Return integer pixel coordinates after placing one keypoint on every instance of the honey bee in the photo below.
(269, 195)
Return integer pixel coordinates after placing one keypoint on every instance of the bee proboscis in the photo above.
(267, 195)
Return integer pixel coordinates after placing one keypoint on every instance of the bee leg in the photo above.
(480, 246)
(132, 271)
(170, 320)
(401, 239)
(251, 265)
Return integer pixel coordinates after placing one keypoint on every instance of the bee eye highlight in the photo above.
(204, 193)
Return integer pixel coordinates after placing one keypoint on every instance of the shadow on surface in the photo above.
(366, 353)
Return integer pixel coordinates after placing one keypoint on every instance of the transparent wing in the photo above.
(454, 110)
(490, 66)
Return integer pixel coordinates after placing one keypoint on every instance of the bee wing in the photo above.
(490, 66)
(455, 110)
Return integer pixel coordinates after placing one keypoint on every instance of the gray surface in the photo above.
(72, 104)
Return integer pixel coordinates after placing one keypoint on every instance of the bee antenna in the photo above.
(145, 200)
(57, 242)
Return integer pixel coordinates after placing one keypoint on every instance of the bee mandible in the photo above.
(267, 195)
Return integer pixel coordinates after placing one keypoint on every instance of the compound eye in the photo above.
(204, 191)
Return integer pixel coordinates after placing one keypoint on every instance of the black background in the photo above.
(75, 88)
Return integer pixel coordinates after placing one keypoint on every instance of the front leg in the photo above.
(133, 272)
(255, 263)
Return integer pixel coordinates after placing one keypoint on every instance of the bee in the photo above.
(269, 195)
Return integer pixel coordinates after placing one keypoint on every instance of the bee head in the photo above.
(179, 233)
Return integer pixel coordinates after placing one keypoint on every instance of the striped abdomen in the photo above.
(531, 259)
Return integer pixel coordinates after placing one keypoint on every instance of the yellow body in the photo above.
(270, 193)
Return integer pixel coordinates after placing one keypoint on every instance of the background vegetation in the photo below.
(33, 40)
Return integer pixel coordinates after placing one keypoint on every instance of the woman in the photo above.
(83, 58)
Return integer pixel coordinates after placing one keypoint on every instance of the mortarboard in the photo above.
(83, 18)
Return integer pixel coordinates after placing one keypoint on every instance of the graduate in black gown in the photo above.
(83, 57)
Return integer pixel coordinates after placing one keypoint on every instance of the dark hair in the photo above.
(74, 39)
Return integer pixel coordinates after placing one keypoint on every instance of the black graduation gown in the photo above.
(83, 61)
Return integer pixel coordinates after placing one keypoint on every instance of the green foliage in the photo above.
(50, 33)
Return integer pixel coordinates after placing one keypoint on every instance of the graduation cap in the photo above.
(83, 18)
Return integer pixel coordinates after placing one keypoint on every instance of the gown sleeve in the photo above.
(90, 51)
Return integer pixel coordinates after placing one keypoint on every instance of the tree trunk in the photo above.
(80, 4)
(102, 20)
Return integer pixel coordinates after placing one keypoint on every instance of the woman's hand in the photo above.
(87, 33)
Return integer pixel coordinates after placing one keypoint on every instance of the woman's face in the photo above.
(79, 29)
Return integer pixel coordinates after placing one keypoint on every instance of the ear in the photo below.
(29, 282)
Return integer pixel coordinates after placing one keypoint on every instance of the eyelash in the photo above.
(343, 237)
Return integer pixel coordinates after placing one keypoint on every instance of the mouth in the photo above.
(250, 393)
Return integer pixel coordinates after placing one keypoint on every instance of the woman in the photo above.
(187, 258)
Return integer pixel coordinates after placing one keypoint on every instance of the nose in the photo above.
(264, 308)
****************************************
▸ Work order:
Retype all the data, keeping every character the same.

▸ Exercise answer:
Return integer pixel coordinates after placing one keypoint on every instance of the honey bee in the photo below.
(269, 195)
Return integer pixel coordinates after placing one keypoint on every instance of the bee proboscis in the photo above.
(267, 195)
Return integer pixel coordinates after placing one keypoint on every instance of the bee leg in the photo above.
(480, 246)
(132, 271)
(170, 320)
(401, 239)
(251, 265)
Return integer pixel coordinates after placing one keypoint on every instance of the bee eye highlight in the photo above.
(204, 193)
Return integer pixel coordinates after placing one keypoint on every instance of the shadow on surface in the photo above.
(366, 353)
Return integer pixel coordinates after placing one keypoint on every instance of the transparent wing in the photo above.
(454, 110)
(490, 66)
Return integer pixel coordinates after placing one keypoint on every instance of the bee wing in the photo above.
(490, 66)
(455, 110)
Return integer pixel coordinates after placing one keypoint on every instance of the gray surface in the photo above.
(72, 104)
Return integer pixel coordinates after placing one keypoint on every instance of the bee antenna in the photo above.
(145, 200)
(57, 242)
Return integer pixel coordinates after placing one keypoint on every instance of the bee mandible in the photo above.
(267, 195)
Return integer pixel coordinates after placing one keypoint on every instance of the compound eye in the photo above.
(204, 191)
Return integer pixel coordinates after placing one keypoint on every instance of the black background in the photo above.
(75, 88)
Return integer pixel coordinates after placing one keypoint on every instance of the front leg in the photo above.
(133, 272)
(255, 263)
Return integer pixel coordinates after placing one keypoint on every instance of the bee in the photo above.
(269, 195)
Return integer pixel coordinates after placing one keypoint on every instance of the bee head in the photo above.
(179, 233)
Return integer pixel coordinates after placing one keypoint on every instance of the striped abdomen in the photo above.
(531, 259)
Return integer pixel coordinates after placing one keypoint on every instance of the yellow body in the photo above.
(270, 193)
Return integer pixel coordinates after placing one keypoint on every instance of the background vegetation in the photo below.
(33, 40)
Return integer pixel coordinates after placing one keypoint on every instance of the woman in the photo above.
(83, 58)
Return integer pixel coordinates after placing one keypoint on every instance of the mortarboard in the photo above.
(83, 18)
Return integer pixel coordinates after placing one keypoint on every instance of the graduate in black gown in the photo above.
(83, 57)
Return integer pixel coordinates after placing one keypoint on every instance of the dark hair in the photo above.
(74, 39)
Return integer pixel coordinates after placing one keypoint on every instance of the black graduation gown in the photo above.
(83, 61)
Return integer pixel coordinates after placing one keypoint on every instance of the green foliage in the photo above.
(50, 33)
Return integer pixel coordinates after placing one keypoint on every instance of the graduation cap in the photo above.
(83, 18)
Return integer pixel coordinates after placing one keypoint on every instance of the gown sleeve in the photo above.
(90, 51)
Return integer pixel coordinates after placing one keypoint on every instance of the tree trunk in the photo above.
(80, 4)
(102, 20)
Return integer pixel coordinates after placing one keypoint on every instance of the woman's hand in the photo above.
(87, 33)
Return integer pixel coordinates after placing one keypoint on every instance of the woman's face in the photo above.
(79, 29)
Return integer pixel coordinates after placing one keypoint on every instance of the ear in the photo below.
(29, 282)
Return integer pixel coordinates after placing one keypoint on every instance of the eyelash in the photo above.
(343, 237)
Return integer pixel coordinates after placing one keypoint on every instance of the mouth in the photo above.
(250, 393)
Return integer pixel coordinates after placing one keypoint on every instance of the woman in the photo above.
(187, 258)
Return integer pixel coordinates after placing one keypoint on every instance of the nose in the photo above.
(264, 308)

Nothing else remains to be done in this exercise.